Problem: Please rewrite everything in the material below, from the line containing "Mark any visible ship superstructure." down to the line containing "[162,225,224,267]", both included, as a numbered list. Skip blank lines and omit any pictures.
..............................
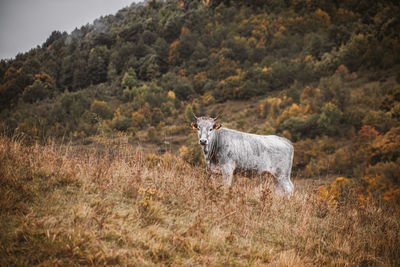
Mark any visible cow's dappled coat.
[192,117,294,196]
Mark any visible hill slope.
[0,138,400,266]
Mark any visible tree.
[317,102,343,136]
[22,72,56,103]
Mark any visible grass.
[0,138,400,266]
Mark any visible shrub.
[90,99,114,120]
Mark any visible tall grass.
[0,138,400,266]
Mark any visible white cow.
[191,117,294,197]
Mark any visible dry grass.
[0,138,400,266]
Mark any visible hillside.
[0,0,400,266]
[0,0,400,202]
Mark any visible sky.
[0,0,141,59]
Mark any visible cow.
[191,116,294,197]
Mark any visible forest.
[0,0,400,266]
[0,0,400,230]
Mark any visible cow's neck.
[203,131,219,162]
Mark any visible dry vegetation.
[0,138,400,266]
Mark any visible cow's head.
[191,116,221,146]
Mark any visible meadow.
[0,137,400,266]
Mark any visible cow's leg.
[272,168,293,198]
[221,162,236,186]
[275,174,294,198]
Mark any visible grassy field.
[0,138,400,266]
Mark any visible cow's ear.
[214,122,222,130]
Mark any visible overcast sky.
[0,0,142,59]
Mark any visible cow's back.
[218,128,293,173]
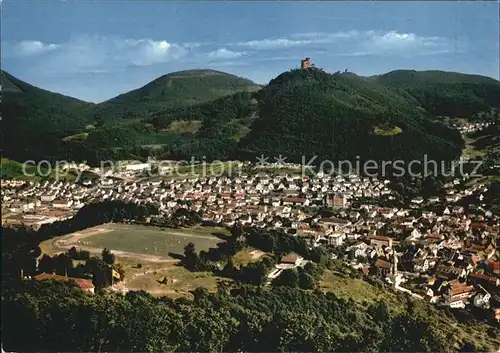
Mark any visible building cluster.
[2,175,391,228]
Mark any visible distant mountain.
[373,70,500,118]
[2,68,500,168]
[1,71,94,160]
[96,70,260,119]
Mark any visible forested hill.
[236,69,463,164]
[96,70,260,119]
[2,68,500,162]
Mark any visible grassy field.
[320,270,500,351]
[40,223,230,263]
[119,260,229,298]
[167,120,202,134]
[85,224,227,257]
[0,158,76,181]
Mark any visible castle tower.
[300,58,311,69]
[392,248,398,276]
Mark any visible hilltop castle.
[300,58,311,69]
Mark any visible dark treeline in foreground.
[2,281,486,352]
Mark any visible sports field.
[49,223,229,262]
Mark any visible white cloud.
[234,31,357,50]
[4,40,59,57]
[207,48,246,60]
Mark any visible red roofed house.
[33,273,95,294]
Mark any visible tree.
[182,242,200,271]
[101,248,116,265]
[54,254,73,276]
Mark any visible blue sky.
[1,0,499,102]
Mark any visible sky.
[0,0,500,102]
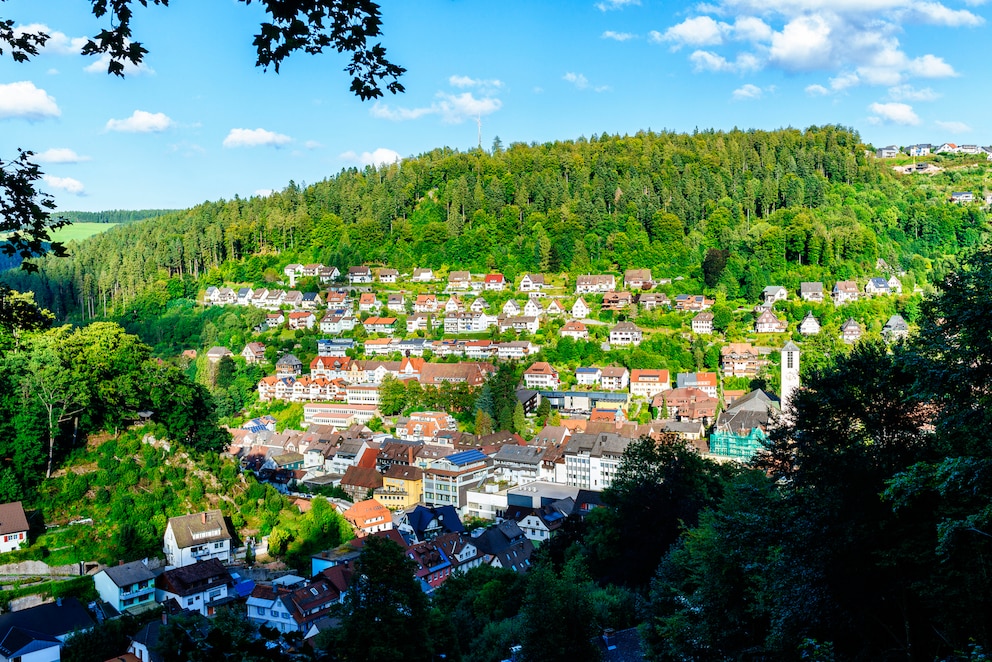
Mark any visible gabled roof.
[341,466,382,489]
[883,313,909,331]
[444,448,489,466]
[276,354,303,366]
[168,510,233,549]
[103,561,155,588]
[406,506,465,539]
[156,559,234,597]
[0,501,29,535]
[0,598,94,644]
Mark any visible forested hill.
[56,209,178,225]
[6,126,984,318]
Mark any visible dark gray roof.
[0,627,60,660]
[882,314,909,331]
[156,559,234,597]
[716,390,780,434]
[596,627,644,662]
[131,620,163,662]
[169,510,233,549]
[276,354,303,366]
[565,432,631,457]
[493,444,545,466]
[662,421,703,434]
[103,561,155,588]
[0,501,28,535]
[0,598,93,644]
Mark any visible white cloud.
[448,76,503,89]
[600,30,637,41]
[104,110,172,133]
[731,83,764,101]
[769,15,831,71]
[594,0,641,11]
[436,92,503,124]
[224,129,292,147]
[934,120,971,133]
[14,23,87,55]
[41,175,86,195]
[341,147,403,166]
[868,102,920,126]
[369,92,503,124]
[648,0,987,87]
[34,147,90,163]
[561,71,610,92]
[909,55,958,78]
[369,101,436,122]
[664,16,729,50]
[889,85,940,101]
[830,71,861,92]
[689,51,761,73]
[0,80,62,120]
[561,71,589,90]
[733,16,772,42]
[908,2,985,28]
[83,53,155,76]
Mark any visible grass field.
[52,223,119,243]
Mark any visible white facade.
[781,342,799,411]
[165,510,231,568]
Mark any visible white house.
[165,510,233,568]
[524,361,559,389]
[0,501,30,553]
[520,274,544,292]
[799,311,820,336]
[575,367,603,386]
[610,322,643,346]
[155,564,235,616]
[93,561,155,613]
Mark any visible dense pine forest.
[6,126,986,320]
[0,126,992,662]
..............................
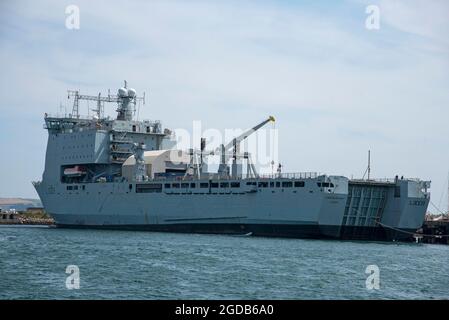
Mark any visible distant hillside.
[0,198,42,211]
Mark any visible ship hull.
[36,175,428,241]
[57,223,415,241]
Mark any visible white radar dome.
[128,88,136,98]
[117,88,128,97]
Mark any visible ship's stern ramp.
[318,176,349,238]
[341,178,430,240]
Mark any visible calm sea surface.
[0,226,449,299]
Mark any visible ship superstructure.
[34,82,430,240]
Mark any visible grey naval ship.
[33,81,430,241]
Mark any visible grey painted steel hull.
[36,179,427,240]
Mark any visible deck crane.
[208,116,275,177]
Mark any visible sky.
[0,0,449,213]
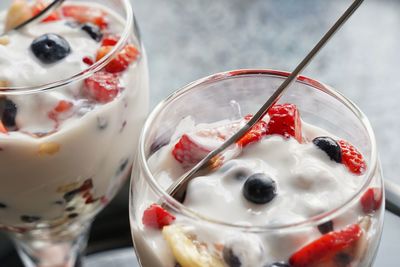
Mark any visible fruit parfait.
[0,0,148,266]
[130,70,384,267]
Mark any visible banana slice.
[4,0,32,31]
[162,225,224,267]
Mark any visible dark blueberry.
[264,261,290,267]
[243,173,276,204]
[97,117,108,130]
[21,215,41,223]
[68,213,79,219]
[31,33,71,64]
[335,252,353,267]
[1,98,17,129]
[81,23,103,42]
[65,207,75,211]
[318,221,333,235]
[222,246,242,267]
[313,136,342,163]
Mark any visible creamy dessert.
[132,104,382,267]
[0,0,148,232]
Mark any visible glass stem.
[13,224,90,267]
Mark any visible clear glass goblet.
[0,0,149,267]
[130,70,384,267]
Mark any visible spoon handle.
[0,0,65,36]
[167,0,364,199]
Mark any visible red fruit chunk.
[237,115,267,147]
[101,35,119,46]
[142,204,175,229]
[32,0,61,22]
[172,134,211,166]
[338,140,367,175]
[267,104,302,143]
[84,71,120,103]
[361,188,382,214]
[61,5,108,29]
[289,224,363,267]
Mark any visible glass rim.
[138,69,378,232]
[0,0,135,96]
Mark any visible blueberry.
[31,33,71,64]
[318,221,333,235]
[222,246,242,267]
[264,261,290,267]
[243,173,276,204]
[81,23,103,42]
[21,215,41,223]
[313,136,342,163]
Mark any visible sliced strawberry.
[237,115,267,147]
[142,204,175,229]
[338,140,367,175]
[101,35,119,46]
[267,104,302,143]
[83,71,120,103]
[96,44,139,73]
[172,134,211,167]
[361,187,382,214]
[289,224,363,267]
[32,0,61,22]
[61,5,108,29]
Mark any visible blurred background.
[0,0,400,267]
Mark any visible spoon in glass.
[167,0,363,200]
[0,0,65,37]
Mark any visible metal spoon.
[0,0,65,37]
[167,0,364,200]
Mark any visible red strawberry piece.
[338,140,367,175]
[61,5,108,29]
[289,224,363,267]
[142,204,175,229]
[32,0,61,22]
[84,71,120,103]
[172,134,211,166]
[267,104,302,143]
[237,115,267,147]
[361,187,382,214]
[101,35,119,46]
..............................
Answer to the task:
1. Mark any visible ship superstructure.
2. [34,82,430,240]
3. Mark any visible grey naval ship.
4. [33,81,430,241]
5. Mark any visible grey painted steel hull.
6. [36,179,427,240]
7. Mark any visible deck crane.
8. [208,116,275,177]
9. Mark any visible sky.
10. [0,0,449,213]
11. Mark any visible fruit parfait.
12. [0,0,148,266]
13. [130,70,384,267]
14. Mark any visible banana slice.
15. [4,0,32,31]
16. [162,225,224,267]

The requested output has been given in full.